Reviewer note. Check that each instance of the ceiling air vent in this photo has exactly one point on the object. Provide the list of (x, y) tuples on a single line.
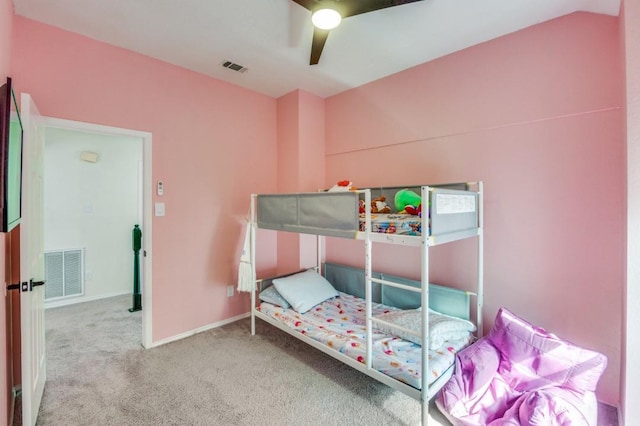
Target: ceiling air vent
[(234, 66)]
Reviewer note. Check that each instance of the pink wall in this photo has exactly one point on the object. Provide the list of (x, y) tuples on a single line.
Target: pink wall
[(630, 33), (300, 167), (6, 38), (537, 116), (211, 142)]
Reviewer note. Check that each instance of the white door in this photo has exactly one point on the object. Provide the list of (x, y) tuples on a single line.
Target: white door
[(32, 263)]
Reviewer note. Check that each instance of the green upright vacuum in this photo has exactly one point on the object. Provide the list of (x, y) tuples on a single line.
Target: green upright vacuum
[(137, 245)]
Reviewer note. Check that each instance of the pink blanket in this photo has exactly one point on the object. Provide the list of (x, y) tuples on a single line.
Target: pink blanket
[(520, 374)]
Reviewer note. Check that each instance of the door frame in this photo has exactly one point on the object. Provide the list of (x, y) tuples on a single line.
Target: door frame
[(147, 191)]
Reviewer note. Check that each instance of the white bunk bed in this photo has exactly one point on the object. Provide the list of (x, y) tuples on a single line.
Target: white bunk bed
[(454, 212)]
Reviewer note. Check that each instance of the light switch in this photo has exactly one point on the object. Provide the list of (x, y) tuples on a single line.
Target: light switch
[(159, 209)]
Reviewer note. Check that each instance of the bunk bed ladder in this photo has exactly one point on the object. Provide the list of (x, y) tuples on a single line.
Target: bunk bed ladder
[(424, 280), (368, 277), (480, 289)]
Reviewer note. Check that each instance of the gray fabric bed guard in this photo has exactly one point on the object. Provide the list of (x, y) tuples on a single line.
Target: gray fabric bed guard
[(453, 209), (351, 280)]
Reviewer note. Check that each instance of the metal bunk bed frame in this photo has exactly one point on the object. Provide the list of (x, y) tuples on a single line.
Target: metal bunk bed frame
[(443, 204)]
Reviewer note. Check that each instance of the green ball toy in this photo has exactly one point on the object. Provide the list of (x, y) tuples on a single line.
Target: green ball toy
[(405, 198)]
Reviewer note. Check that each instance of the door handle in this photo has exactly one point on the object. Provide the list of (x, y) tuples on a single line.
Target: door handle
[(33, 284)]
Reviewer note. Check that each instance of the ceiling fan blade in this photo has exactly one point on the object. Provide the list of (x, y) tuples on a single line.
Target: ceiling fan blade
[(307, 4), (357, 7), (319, 38)]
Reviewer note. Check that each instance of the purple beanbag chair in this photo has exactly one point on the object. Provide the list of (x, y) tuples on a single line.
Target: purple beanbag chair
[(520, 374)]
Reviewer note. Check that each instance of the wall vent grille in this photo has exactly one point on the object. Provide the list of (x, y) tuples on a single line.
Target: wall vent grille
[(63, 270), (234, 66)]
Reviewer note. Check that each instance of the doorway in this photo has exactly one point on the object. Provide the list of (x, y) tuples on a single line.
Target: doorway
[(89, 145)]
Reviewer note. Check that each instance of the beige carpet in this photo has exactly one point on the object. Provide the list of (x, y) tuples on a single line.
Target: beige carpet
[(99, 375)]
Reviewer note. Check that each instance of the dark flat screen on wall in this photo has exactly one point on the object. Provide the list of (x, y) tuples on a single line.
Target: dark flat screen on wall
[(10, 159)]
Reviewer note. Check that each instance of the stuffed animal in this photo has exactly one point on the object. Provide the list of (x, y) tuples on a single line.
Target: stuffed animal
[(342, 186), (407, 201), (378, 205)]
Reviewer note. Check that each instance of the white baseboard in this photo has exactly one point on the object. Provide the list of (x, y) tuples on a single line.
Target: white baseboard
[(81, 299), (198, 330)]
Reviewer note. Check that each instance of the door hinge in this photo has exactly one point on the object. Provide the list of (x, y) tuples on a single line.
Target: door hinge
[(33, 284)]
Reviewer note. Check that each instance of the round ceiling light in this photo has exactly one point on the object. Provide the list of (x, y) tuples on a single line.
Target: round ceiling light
[(326, 19)]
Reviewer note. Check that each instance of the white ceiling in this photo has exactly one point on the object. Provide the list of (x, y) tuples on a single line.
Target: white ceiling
[(272, 38)]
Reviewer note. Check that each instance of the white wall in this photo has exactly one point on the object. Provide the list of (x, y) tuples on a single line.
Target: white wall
[(93, 205)]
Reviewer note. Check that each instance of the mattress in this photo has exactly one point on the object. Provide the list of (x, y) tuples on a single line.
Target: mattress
[(403, 224), (339, 323)]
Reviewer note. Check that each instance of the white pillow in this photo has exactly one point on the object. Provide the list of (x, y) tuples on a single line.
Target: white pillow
[(271, 295), (304, 290), (441, 327)]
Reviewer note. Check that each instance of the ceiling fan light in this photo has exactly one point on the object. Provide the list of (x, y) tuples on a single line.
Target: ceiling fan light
[(326, 19)]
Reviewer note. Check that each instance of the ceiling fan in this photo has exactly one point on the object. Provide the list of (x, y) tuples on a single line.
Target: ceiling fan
[(334, 11)]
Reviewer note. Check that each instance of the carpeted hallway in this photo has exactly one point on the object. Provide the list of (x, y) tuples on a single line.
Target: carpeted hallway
[(98, 375)]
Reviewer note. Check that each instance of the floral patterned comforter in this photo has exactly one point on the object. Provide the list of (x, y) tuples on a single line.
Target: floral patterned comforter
[(340, 324)]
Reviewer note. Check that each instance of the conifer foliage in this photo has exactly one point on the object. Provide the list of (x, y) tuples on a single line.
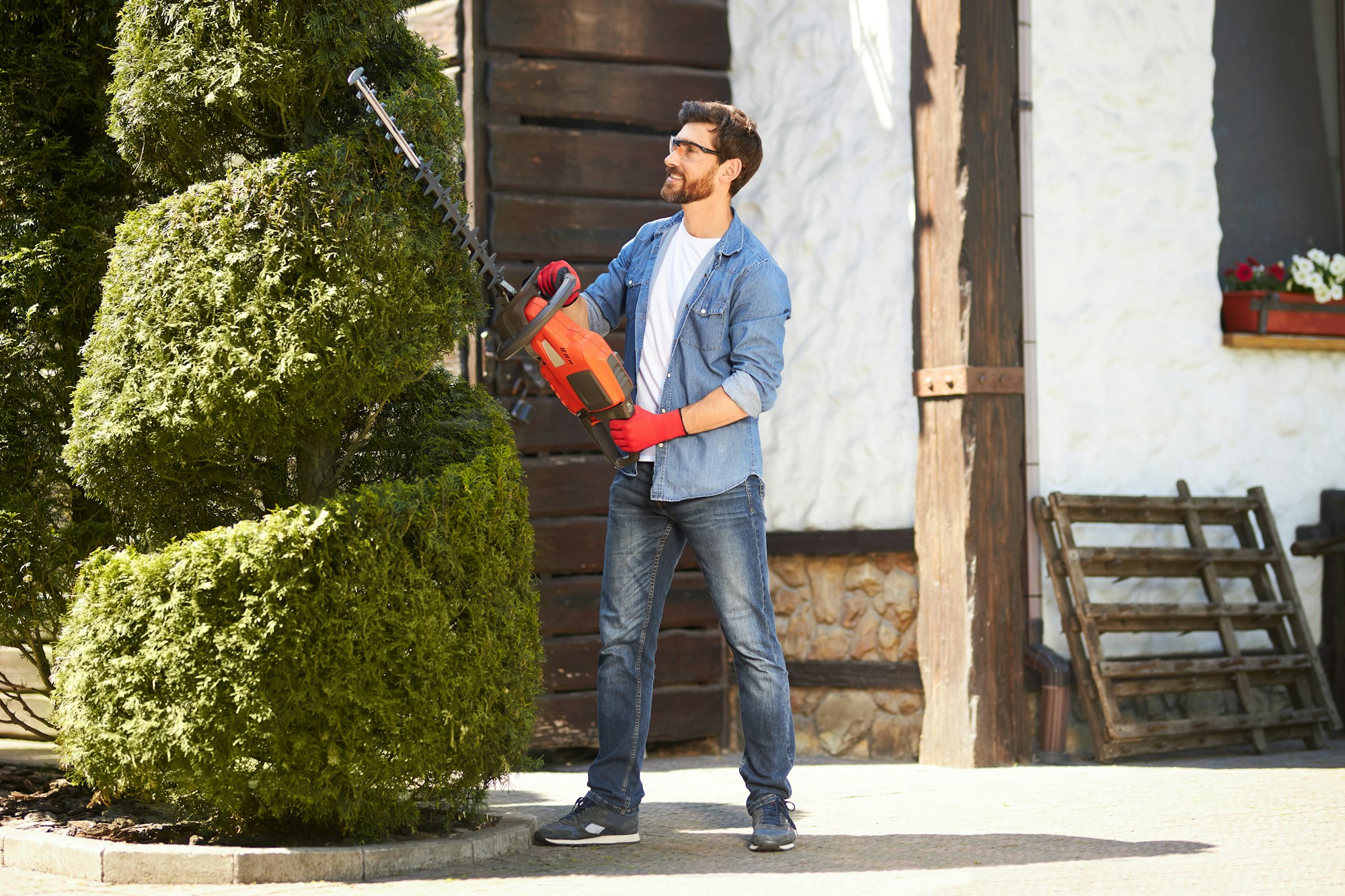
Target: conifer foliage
[(325, 614), (63, 190)]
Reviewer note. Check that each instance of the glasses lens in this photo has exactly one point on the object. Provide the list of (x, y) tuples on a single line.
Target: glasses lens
[(684, 147)]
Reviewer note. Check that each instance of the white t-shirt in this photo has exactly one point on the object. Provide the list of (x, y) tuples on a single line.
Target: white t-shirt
[(681, 259)]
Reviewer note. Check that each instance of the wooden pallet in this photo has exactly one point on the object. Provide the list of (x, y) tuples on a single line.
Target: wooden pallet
[(1293, 663)]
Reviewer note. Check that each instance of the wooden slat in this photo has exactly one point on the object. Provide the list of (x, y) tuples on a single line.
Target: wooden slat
[(1300, 689), (1191, 684), (1149, 745), (570, 604), (689, 33), (847, 541), (684, 657), (1203, 666), (586, 163), (1187, 616), (1126, 509), (1172, 563), (567, 485), (853, 674), (679, 713), (568, 228), (646, 96), (571, 545), (551, 428), (970, 506), (1108, 710), (1215, 592), (1289, 588), (1249, 723)]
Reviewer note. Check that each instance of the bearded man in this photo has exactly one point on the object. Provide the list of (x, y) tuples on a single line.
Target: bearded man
[(705, 306)]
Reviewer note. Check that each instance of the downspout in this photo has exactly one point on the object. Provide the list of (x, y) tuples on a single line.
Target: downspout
[(1054, 708)]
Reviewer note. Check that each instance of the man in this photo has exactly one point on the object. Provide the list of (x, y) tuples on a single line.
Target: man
[(705, 307)]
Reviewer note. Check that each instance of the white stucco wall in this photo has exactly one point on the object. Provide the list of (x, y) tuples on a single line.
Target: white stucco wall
[(1136, 386), (828, 83)]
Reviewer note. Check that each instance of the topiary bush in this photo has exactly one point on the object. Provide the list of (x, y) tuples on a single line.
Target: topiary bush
[(63, 190), (325, 666), (323, 610)]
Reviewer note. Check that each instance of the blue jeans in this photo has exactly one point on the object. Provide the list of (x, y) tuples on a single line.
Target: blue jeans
[(645, 540)]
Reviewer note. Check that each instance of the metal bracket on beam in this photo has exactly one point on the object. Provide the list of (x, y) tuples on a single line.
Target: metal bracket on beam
[(944, 382)]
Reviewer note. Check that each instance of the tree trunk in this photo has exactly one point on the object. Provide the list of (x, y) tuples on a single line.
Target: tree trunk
[(318, 458)]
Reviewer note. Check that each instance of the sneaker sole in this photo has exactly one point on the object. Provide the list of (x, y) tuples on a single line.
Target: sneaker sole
[(592, 841)]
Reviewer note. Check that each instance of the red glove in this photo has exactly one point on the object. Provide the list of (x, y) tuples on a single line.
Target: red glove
[(644, 430), (549, 278)]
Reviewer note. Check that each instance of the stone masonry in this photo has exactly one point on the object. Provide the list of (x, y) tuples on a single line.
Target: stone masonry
[(857, 608)]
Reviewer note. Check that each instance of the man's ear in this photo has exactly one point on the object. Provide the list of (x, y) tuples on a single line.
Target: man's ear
[(731, 170)]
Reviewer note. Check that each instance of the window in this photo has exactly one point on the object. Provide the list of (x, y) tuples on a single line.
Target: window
[(1277, 128)]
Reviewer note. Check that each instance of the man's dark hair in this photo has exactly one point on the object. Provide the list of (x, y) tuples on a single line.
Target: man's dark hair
[(735, 135)]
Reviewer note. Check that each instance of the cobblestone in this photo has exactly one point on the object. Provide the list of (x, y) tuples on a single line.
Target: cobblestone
[(1214, 823)]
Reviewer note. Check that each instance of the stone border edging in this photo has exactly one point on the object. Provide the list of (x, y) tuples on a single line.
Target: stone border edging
[(114, 862)]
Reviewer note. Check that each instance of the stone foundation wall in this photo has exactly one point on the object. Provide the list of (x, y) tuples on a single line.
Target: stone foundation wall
[(860, 608)]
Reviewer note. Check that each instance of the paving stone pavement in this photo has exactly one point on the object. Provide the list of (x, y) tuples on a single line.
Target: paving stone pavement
[(1226, 822)]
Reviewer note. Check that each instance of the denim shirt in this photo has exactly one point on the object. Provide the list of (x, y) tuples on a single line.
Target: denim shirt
[(730, 333)]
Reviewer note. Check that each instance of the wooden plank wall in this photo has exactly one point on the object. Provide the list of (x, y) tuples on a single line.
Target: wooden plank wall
[(570, 108)]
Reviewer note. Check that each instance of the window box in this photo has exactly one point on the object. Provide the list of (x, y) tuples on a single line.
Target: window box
[(1264, 313)]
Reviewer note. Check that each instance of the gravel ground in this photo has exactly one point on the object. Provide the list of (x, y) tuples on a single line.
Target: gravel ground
[(1225, 822)]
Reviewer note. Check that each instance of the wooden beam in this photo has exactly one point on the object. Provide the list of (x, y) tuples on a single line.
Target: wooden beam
[(853, 674), (645, 96), (688, 33), (970, 493), (586, 163), (576, 229)]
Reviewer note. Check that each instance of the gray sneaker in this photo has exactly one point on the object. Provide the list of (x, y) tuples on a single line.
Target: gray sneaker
[(773, 829), (590, 823)]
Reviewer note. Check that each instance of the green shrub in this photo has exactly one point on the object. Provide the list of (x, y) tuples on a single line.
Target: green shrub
[(322, 663), (262, 318), (63, 190)]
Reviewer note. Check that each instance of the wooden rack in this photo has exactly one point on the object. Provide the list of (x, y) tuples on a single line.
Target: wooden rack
[(1277, 610)]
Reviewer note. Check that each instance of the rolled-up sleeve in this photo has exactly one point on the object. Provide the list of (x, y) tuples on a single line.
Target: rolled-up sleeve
[(606, 296), (757, 338)]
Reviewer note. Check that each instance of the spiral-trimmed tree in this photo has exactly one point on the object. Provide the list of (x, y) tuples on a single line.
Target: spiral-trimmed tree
[(326, 612), (63, 190)]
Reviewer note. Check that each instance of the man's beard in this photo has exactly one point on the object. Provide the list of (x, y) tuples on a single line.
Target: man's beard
[(688, 192)]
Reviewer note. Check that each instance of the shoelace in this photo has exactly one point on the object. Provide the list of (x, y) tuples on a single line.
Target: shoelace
[(773, 817)]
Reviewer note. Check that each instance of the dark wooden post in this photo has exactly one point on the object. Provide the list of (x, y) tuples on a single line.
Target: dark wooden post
[(970, 501)]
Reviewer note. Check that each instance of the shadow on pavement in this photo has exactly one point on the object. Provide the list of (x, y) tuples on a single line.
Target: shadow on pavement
[(699, 838)]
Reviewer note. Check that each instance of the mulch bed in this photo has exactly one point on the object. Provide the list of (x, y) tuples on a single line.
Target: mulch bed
[(36, 798)]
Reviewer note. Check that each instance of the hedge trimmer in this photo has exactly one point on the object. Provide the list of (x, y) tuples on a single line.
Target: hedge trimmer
[(578, 364)]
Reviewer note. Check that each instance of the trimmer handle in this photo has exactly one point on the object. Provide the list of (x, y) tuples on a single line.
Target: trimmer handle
[(518, 341)]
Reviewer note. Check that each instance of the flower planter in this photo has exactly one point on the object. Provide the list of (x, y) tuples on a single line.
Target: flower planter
[(1285, 313)]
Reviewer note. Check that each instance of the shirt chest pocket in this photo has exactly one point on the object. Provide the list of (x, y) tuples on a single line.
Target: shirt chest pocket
[(707, 323)]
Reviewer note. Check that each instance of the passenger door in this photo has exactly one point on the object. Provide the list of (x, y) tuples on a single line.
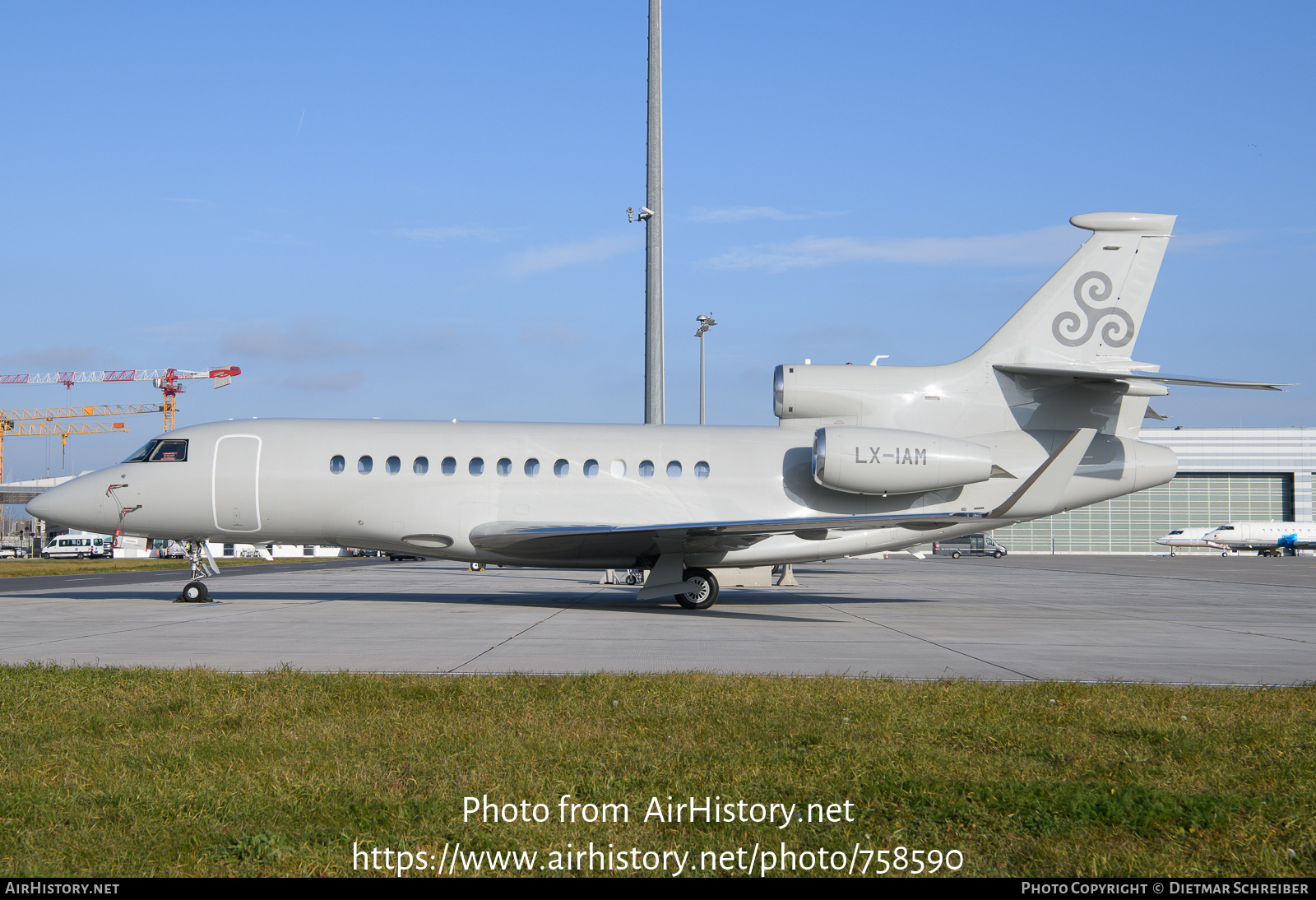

▶ _Problem requirements_: Beginning with the line containing "Target: wooden rack" in the material above, copy every line exactly until you have copied the line containing "Reviewer note. Check that each instance of the spiral-trimmed".

▶ _Exercise solution_:
Target: wooden rack
[(1277, 610)]
Reviewer note. Check that each instance of the rolled-up sleeve in this photo has exactly one point on the object. Provide the list of (x, y) tuples on a single line.
Target: rolled-up sleeve
[(606, 296), (757, 338)]
Reviewer note. Check that each instance of the spiral-trimmed tree in this photo has exactly one point on the object. Provide the list of (x, y) tuples on a single line.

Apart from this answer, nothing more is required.